-- begin INPUT MATERIAL --
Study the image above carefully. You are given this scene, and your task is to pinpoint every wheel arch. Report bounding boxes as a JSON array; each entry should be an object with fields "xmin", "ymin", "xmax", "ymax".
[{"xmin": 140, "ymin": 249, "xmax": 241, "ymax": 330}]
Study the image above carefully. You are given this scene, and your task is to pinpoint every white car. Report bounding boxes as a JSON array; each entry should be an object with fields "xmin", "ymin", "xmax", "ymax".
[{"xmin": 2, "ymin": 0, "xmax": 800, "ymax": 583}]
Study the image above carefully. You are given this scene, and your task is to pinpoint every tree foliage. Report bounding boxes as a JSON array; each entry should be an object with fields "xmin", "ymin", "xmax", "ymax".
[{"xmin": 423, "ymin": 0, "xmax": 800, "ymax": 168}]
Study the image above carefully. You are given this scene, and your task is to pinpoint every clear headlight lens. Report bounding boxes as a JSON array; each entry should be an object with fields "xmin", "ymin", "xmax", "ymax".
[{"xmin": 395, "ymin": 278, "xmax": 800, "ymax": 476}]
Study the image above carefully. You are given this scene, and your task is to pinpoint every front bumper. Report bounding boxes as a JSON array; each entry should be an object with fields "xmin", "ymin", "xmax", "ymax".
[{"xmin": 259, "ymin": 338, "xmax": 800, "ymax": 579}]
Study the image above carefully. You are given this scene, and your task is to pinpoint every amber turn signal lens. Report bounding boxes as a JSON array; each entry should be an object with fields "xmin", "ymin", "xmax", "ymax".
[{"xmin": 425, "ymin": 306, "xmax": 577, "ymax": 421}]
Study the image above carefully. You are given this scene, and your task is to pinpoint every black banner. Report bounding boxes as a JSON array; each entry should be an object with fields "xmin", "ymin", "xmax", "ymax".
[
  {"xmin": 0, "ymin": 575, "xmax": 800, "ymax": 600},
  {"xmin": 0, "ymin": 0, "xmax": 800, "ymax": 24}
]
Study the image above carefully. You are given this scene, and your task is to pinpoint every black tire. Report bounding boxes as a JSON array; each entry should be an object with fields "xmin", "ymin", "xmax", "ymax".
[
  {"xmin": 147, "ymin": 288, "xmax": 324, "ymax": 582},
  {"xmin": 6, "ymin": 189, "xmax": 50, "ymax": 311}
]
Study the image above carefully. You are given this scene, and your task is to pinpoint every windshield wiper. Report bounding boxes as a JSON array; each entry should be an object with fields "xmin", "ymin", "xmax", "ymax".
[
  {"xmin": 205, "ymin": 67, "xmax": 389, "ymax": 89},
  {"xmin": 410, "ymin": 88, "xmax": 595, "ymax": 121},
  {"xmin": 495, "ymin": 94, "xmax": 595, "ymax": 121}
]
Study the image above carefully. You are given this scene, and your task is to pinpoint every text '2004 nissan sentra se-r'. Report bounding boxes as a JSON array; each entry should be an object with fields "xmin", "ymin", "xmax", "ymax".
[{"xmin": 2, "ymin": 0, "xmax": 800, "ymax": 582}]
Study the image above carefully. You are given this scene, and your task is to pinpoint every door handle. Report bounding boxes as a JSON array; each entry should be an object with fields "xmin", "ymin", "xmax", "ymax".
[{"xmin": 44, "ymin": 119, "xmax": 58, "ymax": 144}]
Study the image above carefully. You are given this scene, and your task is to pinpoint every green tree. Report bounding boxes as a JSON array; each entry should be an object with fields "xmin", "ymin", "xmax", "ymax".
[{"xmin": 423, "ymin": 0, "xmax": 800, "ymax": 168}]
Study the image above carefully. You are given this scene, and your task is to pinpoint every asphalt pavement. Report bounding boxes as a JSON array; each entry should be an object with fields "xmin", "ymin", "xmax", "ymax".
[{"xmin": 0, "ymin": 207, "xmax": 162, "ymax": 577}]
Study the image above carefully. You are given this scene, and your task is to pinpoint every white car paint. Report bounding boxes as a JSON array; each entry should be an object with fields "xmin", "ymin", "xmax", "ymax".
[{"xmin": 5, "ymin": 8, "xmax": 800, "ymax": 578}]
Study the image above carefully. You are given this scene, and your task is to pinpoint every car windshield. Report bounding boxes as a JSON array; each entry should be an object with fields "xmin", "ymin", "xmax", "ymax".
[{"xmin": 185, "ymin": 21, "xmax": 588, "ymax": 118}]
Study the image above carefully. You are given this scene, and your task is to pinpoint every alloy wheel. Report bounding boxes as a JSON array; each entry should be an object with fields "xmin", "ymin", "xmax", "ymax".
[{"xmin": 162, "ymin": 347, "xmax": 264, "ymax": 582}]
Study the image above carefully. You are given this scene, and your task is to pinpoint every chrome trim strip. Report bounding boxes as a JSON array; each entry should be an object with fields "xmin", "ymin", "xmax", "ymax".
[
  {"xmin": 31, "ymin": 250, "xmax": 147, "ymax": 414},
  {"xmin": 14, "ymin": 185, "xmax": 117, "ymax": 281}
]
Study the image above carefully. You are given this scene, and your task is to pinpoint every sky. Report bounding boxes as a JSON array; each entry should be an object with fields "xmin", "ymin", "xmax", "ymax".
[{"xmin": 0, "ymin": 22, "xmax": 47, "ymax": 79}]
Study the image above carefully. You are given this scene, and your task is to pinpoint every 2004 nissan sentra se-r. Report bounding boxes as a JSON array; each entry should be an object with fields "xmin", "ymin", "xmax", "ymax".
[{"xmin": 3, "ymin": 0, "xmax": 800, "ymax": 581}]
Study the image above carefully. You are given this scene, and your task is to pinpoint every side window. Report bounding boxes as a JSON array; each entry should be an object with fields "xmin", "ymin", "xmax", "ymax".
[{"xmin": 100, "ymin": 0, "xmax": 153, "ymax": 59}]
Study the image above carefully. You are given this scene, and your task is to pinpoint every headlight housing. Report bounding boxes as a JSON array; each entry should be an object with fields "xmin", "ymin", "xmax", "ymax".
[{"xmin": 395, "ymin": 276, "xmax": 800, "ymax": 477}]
-- end INPUT MATERIAL --
▶ [PROBLEM TO SOLVE]: Please write out all of the records above again, word for word and in their original order.

▶ [PROBLEM SOLUTION]:
Study the image above carefully. You are given this scene, and your task is to pinpoint every wheel arch. Report bounding boxes as a JSON array; each entry should be an object with fields "xmin", "ymin", "xmax", "ymax".
[{"xmin": 140, "ymin": 249, "xmax": 241, "ymax": 330}]
Study the image above carefully. You are given this scene, and your task is to pinpoint every white car. Report bounding boxes as a JSON array; each entry should be an object with fields "xmin", "ymin", "xmax", "ymax".
[{"xmin": 2, "ymin": 0, "xmax": 800, "ymax": 583}]
Study the image above carefully. You are given this scene, and your task is to pinpoint every tree foliage. Report bounding boxes as a JSON array; each entry should be an object with fields "xmin", "ymin", "xmax", "ymax".
[{"xmin": 423, "ymin": 0, "xmax": 800, "ymax": 168}]
Study the image above carefully. You are given this scene, and your task is to pinpoint every clear headlight lens. Report bounding boxes as a JSON array; each entry should be an object with fields "xmin", "ymin", "xmax", "ymax".
[{"xmin": 395, "ymin": 278, "xmax": 800, "ymax": 476}]
Study the image above carefully. You are given this scene, and your task is to pinpoint every front bumper. Report bounding boxes as a JSON array; each entry should be an object with fields "xmin", "ymin", "xmax", "ymax".
[{"xmin": 259, "ymin": 338, "xmax": 800, "ymax": 579}]
Study the image above carefully. You are given this scene, and your task is to pinpoint every amber turn signal lens. Report bounding boxes as a JSON array; each entry should be an object with fields "xmin", "ymin", "xmax", "ymax".
[{"xmin": 425, "ymin": 306, "xmax": 577, "ymax": 421}]
Study the image above carefully. You are given this scene, and your task is to pinpoint every black banner. Report bounding boxes as a JSON array; each entry should be an object with fields "xmin", "ymin", "xmax", "ymax".
[
  {"xmin": 0, "ymin": 575, "xmax": 800, "ymax": 600},
  {"xmin": 0, "ymin": 0, "xmax": 800, "ymax": 24}
]
Study the image above carefully. You are given this scene, and your task is to pinpoint every black tire. Report bounding boxes as a JSON array; each entry should be an object with fields "xmin", "ymin", "xmax", "ymax".
[
  {"xmin": 147, "ymin": 288, "xmax": 324, "ymax": 582},
  {"xmin": 6, "ymin": 189, "xmax": 50, "ymax": 311}
]
Study the image above carefully. You are given this scene, and your task is to pinpoint every windshield wiper. Report bounding boxes as a JSON array; each entry should be an object with fields "xmin", "ymin", "xmax", "ymax".
[
  {"xmin": 205, "ymin": 67, "xmax": 389, "ymax": 89},
  {"xmin": 410, "ymin": 88, "xmax": 595, "ymax": 121},
  {"xmin": 495, "ymin": 94, "xmax": 595, "ymax": 121}
]
Study the image above carefully. You are given this scene, and your task is to pinpoint every text '2004 nissan sentra se-r'. Report bounding boxes as a JSON array; each entry should be an object with fields "xmin", "ymin", "xmax", "ymax".
[{"xmin": 2, "ymin": 0, "xmax": 800, "ymax": 582}]
Study the image above carefully. You are given this scene, and your task is to pinpoint every door handle. Report bounding boxes as a JSON array; each entry should be an object with fields "xmin", "ymin", "xmax", "ymax".
[{"xmin": 44, "ymin": 119, "xmax": 58, "ymax": 144}]
Study the image above carefully. You are given this scene, and your task is to pinpoint every green tree. Report bounding boxes as a JSON array; each entry should be an object with fields "xmin", "ymin", "xmax", "ymax".
[{"xmin": 423, "ymin": 0, "xmax": 800, "ymax": 168}]
Study the image above carefully. You are given this scene, and your task is to pinpoint every asphalt pavement. Report bounding boxes as a JSON array; each entry should be an object with fields "xmin", "ymin", "xmax", "ymax".
[{"xmin": 0, "ymin": 207, "xmax": 162, "ymax": 577}]
Study the image above carefully. You are given this scene, and your task is to pinpoint every white car paint. Report bounding boxes as a JSON array; each entry should be an object with fields "xmin", "ymin", "xmax", "ymax".
[{"xmin": 5, "ymin": 8, "xmax": 800, "ymax": 578}]
Study the image above carefully. You are given this scene, and your task is to pinpoint every car windshield. Report bounding boxes as a JSON array; each entry should be an object with fields "xmin", "ymin", "xmax", "ymax".
[{"xmin": 185, "ymin": 21, "xmax": 588, "ymax": 118}]
Study the image above carefully. You are given this scene, and your task is to pinpoint every alloy wheel. Report bounding boxes as a JSON array; each entry should be an object with fields "xmin", "ymin", "xmax", "ymax".
[{"xmin": 162, "ymin": 347, "xmax": 264, "ymax": 582}]
Study the image above carefully. You are given this scene, and your task is to pinpoint every chrome trim strip. Report bounding boxes as a JSON array; each entry should be an object with fields "xmin", "ymin", "xmax", "ymax".
[
  {"xmin": 31, "ymin": 250, "xmax": 147, "ymax": 414},
  {"xmin": 14, "ymin": 185, "xmax": 117, "ymax": 281}
]
Study the image above carefully. You are given this scene, and your task is to pinpoint every sky. Report bounding boxes as a JSON array; each entry should be an object with fields "xmin", "ymin", "xmax", "ymax".
[{"xmin": 0, "ymin": 22, "xmax": 47, "ymax": 79}]
Study the image above carefully. You are given this scene, and your task is to pinpoint every 2004 nissan sentra se-r. Report bounding boxes as a JSON array; each entry should be an object with fields "xmin", "ymin", "xmax", "ymax".
[{"xmin": 3, "ymin": 0, "xmax": 800, "ymax": 581}]
Study the image above carefully. You are given this scene, and your task is to pinpoint every side window. Report bounding boxes as a JSON array; each entry should be an object with fields "xmin", "ymin", "xmax", "ymax".
[{"xmin": 100, "ymin": 0, "xmax": 153, "ymax": 59}]
Study the image above carefully. You are given this scene, and your task is to pinpoint every headlight housing. Report bounding boxes as a JSON array; each entry should be an object with fields "xmin", "ymin", "xmax", "ymax".
[{"xmin": 395, "ymin": 276, "xmax": 800, "ymax": 477}]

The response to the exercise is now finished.